Directions: Copy out precisely the lines from the start of the data through the line with "Target: side window", and keep pictures out of it.

Point localization data:
——————————
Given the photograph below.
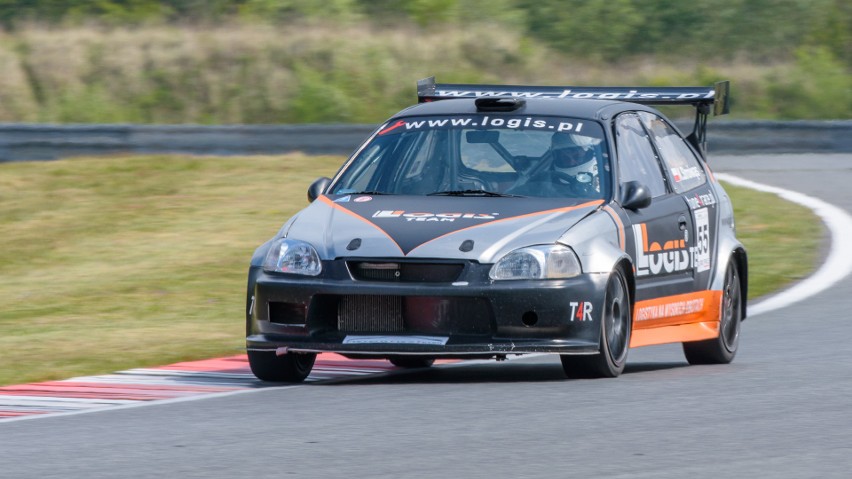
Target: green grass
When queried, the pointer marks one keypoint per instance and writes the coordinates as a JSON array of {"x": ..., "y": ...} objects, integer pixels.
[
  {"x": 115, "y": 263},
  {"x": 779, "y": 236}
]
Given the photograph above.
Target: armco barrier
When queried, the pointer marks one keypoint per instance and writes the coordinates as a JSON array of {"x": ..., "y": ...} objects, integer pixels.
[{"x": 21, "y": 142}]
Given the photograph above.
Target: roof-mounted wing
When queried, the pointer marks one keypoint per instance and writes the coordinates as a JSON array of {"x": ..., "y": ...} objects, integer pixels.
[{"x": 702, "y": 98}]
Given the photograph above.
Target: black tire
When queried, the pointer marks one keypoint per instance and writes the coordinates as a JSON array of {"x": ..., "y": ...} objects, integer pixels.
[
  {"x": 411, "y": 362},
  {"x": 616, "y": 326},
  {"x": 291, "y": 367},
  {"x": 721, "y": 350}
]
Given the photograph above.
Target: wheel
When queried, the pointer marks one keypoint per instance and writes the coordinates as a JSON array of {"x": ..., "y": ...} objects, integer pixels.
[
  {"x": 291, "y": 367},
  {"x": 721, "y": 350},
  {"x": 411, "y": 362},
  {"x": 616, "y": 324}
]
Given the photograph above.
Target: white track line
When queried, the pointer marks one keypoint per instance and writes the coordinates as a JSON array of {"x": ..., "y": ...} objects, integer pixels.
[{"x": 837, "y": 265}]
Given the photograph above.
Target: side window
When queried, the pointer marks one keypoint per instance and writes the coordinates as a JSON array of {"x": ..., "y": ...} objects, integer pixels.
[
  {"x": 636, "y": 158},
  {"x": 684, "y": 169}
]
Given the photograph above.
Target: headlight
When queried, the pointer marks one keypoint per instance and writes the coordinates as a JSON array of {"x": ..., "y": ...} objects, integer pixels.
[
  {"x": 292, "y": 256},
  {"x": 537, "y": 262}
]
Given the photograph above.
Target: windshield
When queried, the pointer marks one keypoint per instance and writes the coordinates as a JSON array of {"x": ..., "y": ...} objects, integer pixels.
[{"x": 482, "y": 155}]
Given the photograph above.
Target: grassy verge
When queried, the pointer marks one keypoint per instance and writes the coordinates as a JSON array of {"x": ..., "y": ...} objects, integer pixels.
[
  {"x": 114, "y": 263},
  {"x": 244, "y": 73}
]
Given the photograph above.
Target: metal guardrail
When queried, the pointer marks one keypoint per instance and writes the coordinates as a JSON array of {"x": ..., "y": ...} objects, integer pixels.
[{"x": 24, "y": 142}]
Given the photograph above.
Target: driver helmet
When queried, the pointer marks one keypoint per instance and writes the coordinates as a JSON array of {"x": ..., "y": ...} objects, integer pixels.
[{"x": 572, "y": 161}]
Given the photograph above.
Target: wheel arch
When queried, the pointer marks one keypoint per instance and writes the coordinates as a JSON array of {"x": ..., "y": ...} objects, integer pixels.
——————————
Solution to this task:
Given the photograph below.
Target: green grass
When queried, the pointer marks one keypoint per instance and writes the coordinates as a JSON array of {"x": ..., "y": ...} objects, integer pixels.
[
  {"x": 115, "y": 263},
  {"x": 779, "y": 236}
]
Given the photograph above.
Target: armco barrier
When queried, the pointer marks one keypoint per instance and writes the coordinates as a JSON array of {"x": ..., "y": ...} objects, integer pixels.
[{"x": 21, "y": 142}]
Given the photograph above.
Target: roof-mounted wing
When queried, the pointer marks one keypoint per instance and writes the coordinates as a JSON array of {"x": ..., "y": ...} objects, integer pixels.
[{"x": 702, "y": 98}]
Given the photograph above.
Target: black tire
When queried, the pointer marks one keypoint per instance and writes the coordinates as a JSON array of {"x": ..., "y": ...} objects, integer pixels.
[
  {"x": 411, "y": 362},
  {"x": 616, "y": 326},
  {"x": 291, "y": 367},
  {"x": 721, "y": 350}
]
Given the photograph above.
Target: wheel
When queried, the pointer marks one keypoint per instance and writes the coordinates as a JSON array of {"x": ..., "y": ...} objects, integer pixels.
[
  {"x": 291, "y": 367},
  {"x": 721, "y": 350},
  {"x": 411, "y": 362},
  {"x": 616, "y": 324}
]
Given the photograph above.
Target: white track line
When queried, the pointer marks one keypoint per instance and writes the coordinates as a JSON array of {"x": ..., "y": ...} objects, integer pixels.
[{"x": 837, "y": 265}]
Given the photograph above.
Target: side window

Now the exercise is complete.